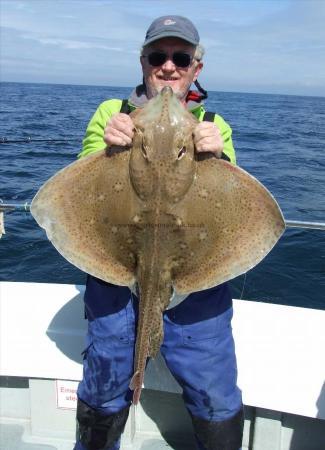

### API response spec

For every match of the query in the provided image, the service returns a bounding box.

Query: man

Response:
[75,16,243,450]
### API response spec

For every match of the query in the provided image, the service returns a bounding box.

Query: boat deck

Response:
[0,283,325,450]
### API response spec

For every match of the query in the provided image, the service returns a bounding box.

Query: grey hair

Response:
[194,44,205,61]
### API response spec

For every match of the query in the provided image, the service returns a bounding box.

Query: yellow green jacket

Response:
[78,91,236,164]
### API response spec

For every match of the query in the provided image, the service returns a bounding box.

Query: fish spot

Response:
[199,189,209,198]
[113,181,123,192]
[199,230,208,241]
[175,217,183,227]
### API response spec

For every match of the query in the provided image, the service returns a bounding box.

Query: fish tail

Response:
[130,371,144,405]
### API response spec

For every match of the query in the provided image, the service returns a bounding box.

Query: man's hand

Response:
- - -
▸ EXERCISE DETAILS
Rewrite the lines of all the items above as a Markdown table with the columns "Row" and "Line", numbering each row and skipping blank lines. Leave the pictures out of the answer.

▸ FINAL RESULT
| Row | Line |
|---|---|
| 1 | ### API response spec |
| 2 | For every match of the query in the provided image, the service returns a bounding box. |
| 3 | Query: man |
| 4 | Response: |
| 5 | [75,16,243,450] |
| 6 | ### API response spec |
| 7 | For every match of the query in the provided image, the service returns a bounding box. |
| 8 | Query: boat deck |
| 9 | Response: |
| 10 | [0,283,325,450] |
| 11 | ### API response spec |
| 12 | For every match of the query in the provided image, the service returns a bounding box. |
| 13 | Query: grey hair |
| 14 | Response: |
| 15 | [194,44,205,61] |
| 16 | ### API response spec |
| 17 | For every match of the query in the provided image, the service returns a bounding box. |
| 18 | Query: yellow green jacket |
| 19 | Response: |
| 20 | [78,91,236,164] |
| 21 | ### API response spec |
| 22 | For every match of the query in the provided image, the service returns a bounding box. |
| 23 | Query: fish spot |
| 24 | Response: |
| 25 | [199,189,209,198] |
| 26 | [113,181,123,192] |
| 27 | [199,230,208,241] |
| 28 | [175,217,183,227] |
| 29 | ### API response spec |
| 30 | For every match of the query in the provided image, the service returns a bounding box. |
| 31 | Query: fish tail |
| 32 | Response: |
| 33 | [130,371,144,405] |
| 34 | ### API response spec |
| 35 | For every match of the query in the provided image, the service returns a bounding box. |
| 36 | Query: man's hand |
| 37 | Response: |